_WHAT IS REQUIRED_
Your response should consist solely of the records, written out exactly.
BEGIN RECORDS
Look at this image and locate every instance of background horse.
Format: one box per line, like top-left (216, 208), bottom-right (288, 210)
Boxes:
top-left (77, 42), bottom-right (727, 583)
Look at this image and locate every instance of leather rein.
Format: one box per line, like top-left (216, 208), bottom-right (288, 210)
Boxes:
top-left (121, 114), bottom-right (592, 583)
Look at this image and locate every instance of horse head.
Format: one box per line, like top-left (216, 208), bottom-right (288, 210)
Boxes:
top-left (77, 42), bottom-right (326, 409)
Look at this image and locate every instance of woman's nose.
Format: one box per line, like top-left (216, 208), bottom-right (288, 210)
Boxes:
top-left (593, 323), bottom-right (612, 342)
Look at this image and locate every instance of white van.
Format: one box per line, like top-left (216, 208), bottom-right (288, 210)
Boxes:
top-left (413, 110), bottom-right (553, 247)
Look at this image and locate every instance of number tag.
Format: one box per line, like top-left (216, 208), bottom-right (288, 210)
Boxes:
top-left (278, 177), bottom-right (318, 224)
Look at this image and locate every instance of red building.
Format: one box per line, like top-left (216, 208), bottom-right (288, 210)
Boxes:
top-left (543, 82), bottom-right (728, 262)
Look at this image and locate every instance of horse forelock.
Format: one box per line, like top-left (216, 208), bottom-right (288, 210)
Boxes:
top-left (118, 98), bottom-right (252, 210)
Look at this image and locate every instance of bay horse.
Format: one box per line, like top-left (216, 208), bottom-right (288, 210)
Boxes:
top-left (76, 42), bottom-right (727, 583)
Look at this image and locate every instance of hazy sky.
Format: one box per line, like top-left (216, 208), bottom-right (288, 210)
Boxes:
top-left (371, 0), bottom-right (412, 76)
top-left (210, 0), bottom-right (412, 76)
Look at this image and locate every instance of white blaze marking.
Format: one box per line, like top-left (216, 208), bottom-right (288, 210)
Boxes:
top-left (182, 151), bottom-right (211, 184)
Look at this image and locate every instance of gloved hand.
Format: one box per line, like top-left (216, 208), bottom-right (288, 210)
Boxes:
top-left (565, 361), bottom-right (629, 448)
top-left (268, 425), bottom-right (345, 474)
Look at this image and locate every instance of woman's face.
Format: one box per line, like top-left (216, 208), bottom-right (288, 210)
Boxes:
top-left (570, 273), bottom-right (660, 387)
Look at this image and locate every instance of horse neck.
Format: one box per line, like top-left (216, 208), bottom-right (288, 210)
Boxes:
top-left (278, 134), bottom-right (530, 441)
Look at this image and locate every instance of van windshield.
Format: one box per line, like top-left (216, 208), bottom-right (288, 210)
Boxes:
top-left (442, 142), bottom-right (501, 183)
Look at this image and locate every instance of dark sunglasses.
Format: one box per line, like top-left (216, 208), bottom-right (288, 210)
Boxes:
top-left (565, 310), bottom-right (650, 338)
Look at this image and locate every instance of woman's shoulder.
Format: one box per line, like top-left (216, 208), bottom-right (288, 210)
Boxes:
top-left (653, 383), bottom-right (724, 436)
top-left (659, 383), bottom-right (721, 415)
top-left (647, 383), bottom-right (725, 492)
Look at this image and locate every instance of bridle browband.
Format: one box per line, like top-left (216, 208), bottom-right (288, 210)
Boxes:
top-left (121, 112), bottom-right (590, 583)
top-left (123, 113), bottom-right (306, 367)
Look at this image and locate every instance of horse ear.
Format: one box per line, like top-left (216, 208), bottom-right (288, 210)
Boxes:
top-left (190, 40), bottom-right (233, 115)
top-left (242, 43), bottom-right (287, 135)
END RECORDS
_RESPONSE TO THE TASK_
Look at this image and locate every instance of background horse.
Format: one box per line, like top-left (216, 208), bottom-right (288, 210)
Boxes:
top-left (77, 42), bottom-right (727, 583)
Look at this image and locate every instance of leather rein.
Format: one box per line, like top-left (216, 208), bottom-right (288, 210)
Boxes:
top-left (121, 114), bottom-right (592, 583)
Look at this image and locate every instance of horse head.
Format: one box per line, like top-left (216, 208), bottom-right (288, 210)
Boxes:
top-left (77, 42), bottom-right (326, 409)
Look at this image and locate every instance of woman's nose.
Format: one box per line, like top-left (216, 208), bottom-right (288, 210)
Boxes:
top-left (593, 323), bottom-right (612, 342)
Look at this image and locate every instance of white van.
Format: one box per line, like top-left (216, 208), bottom-right (288, 210)
Boxes:
top-left (413, 110), bottom-right (553, 247)
Look at this image and locate every instance of number tag.
Format: one box per line, like top-left (216, 208), bottom-right (288, 210)
Boxes:
top-left (278, 177), bottom-right (318, 224)
Look at this image and locate every instance of red building.
Format: one box per line, like top-left (216, 208), bottom-right (288, 210)
Boxes:
top-left (543, 82), bottom-right (728, 262)
Look at this image and locate every instance of horse forelock.
Format: one box per line, like top-left (216, 208), bottom-right (288, 210)
Boxes:
top-left (118, 98), bottom-right (252, 210)
Look at this image and locate every instance of bay horse.
Format: one box per line, like top-left (216, 208), bottom-right (288, 210)
Boxes:
top-left (76, 42), bottom-right (727, 583)
Look at this image and locate every instance of hazy sky.
Format: one box per line, like top-left (216, 208), bottom-right (288, 210)
Boxes:
top-left (371, 0), bottom-right (412, 76)
top-left (210, 0), bottom-right (412, 76)
Look at this image and locate every instance of white blaze marking.
Format: one box per line, like top-left (216, 208), bottom-right (288, 210)
Boxes:
top-left (182, 151), bottom-right (211, 184)
Look at this image and locate every instance of gloved hand.
Format: one box per line, like top-left (216, 208), bottom-right (288, 210)
Boxes:
top-left (565, 361), bottom-right (629, 448)
top-left (268, 425), bottom-right (345, 474)
Look at this image and locate every instance of woman's face.
Format: one box per line, like top-left (216, 208), bottom-right (288, 210)
Boxes:
top-left (570, 273), bottom-right (660, 387)
Look at this image and locate every instance of horse neck.
Format: one box per line, like top-left (216, 208), bottom-right (288, 210)
Boxes:
top-left (278, 134), bottom-right (530, 441)
Look at this image and locate every instance of van windshield.
Format: one box per line, like top-left (216, 208), bottom-right (288, 210)
Boxes:
top-left (442, 142), bottom-right (501, 183)
Look at this image and locate every instance of dark sunglasses.
Format: one box per line, like top-left (216, 208), bottom-right (288, 210)
Boxes:
top-left (565, 310), bottom-right (650, 338)
Look at this image and locate every instance of woman's shoulder.
Format: one box per line, like top-left (216, 208), bottom-right (288, 210)
Boxes:
top-left (653, 383), bottom-right (724, 436)
top-left (659, 383), bottom-right (721, 415)
top-left (647, 383), bottom-right (725, 492)
Look at this image and locate every instance of bridle browband.
Format: one box per line, like top-left (216, 208), bottom-right (288, 210)
Boxes:
top-left (121, 112), bottom-right (590, 583)
top-left (123, 113), bottom-right (306, 367)
Look at this image and locate every instance of horse ear.
Format: one box per line, like top-left (216, 208), bottom-right (288, 210)
Boxes:
top-left (190, 40), bottom-right (233, 115)
top-left (242, 43), bottom-right (287, 135)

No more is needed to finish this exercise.